**WHAT TO PRODUCE**
Quote the post about the white moderate word for word, beginning at the words "In honor of" and stopping after "block of justice.".

**PAGE EXCERPT**
----

Monthly Archives: January 2017

The White Moderate

In honor of Martin Luther King Day, today I wanted to share one of my favorite passages from Dr. King. It’s from a Letter from a Birmingham Jail, as Dr. King reflects upon the motivation for his work. He calls out the ‘white moderate’ – that person who “constantly says: ‘I agree with you in the goal you seek, but I cannot agree with your methods of direct action.'”

The white moderate is the greatest stumbling block of justice.

All of us in social justice work are all too familiar with the wide range of views and opinions on what actions are right and what actions are effective. These disagreements are good and healthy and productive. But those of us with positions of relatively more power – us white activists in particular – need to be mindful not to become just another white moderate; to never “paternalistically believe he can set the timetable for another man’s freedom.”

----

**INFORMATION SUPPLIED**
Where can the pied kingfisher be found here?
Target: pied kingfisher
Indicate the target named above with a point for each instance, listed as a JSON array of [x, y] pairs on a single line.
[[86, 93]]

----

**OUTPUT**
In honor of Martin Luther King Day, today I wanted to share one of my favorite passages from Dr. King. It’s from a Letter from a Birmingham Jail, as Dr. King reflects upon the motivation for his work. He calls out the ‘white moderate’ – that person who “constantly says: ‘I agree with you in the goal you seek, but I cannot agree with your methods of direct action.'”

The white moderate is the greatest stumbling block of justice.